==== Records shown ====

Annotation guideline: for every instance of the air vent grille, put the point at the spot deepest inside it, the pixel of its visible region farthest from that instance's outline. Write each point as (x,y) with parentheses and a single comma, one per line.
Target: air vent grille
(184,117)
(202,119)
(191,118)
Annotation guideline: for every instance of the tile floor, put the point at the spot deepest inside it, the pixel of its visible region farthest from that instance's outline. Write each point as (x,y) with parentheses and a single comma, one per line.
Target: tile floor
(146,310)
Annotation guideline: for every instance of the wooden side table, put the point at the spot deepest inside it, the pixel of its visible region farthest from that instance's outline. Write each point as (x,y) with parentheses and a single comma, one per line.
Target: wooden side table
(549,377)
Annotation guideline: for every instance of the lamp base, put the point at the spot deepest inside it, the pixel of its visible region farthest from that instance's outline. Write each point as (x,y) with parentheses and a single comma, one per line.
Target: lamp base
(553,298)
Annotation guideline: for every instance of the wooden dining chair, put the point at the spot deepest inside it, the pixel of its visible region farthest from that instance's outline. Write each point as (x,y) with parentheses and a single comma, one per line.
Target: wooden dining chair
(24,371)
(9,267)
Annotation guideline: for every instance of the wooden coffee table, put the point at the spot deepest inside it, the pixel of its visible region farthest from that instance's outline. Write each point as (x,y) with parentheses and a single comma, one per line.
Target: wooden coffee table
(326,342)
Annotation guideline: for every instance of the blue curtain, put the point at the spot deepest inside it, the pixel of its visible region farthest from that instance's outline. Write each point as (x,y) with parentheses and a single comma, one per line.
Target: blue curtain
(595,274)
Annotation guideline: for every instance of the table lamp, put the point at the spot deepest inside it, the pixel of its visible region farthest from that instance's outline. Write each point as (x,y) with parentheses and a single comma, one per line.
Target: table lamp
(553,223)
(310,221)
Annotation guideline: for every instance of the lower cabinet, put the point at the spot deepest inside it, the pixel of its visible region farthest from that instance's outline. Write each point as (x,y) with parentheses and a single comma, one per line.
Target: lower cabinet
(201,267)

====
==== Records shown ====

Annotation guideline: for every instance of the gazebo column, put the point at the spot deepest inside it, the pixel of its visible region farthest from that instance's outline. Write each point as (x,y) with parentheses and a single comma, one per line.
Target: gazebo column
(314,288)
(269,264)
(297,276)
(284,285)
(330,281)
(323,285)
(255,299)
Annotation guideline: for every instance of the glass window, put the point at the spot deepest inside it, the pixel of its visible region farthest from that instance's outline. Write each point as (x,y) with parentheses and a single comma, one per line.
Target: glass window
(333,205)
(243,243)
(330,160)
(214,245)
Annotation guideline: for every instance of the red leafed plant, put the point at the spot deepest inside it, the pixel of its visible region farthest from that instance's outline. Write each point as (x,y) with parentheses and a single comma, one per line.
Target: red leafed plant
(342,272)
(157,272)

====
==== Records shown ====

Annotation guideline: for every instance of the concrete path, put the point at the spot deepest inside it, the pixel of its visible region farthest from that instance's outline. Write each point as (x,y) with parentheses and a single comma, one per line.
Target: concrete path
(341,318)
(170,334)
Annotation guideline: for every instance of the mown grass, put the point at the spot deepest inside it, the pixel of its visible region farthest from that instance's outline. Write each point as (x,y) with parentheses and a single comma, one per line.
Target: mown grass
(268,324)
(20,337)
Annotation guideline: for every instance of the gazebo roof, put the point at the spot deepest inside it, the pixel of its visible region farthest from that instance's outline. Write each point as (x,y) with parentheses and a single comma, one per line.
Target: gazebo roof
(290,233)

====

From the records above, retype only the lines starting at the line that contains "Annotation guideline: for every instance of the air" and ending at the line that contains "Annotation guideline: for every instance of the wooden dining", both included.

Annotation guideline: for every instance of the air vent grille, put the point at the spot deepest inside it, the pixel of its visible region farthest from that instance's outline. Write each point as (x,y) with parentheses and a single comma, one per line.
Target: air vent grille
(184,117)
(202,119)
(191,118)
Annotation guideline: for every instance of the tile floor, put the point at the spot deepest inside it, the pixel of its visible region farthest from that instance's outline. Write each point as (x,y) with parentheses and a single comma, one per line.
Target: tile floor
(146,310)
Annotation guideline: for every instance of the wooden side table, put the point at the spot deepest inside it, the pixel of its visible region farthest from that instance's outline. Write each point as (x,y) with parentheses and a single comma, one per line.
Target: wooden side table
(549,377)
Annotation guideline: for every instance of the lamp base, put the point at the spot deepest inside it, the pixel of its visible region farthest from that instance's outline. Write each point as (x,y) with parentheses and a single comma, one per line.
Target: lamp base
(553,298)
Annotation guideline: for every instance of the wooden dining chair, put the point at the spot deepest inside it, the pixel of its visible region farthest from that instance's outline. Write each point as (x,y) with parentheses and a single comma, one per line.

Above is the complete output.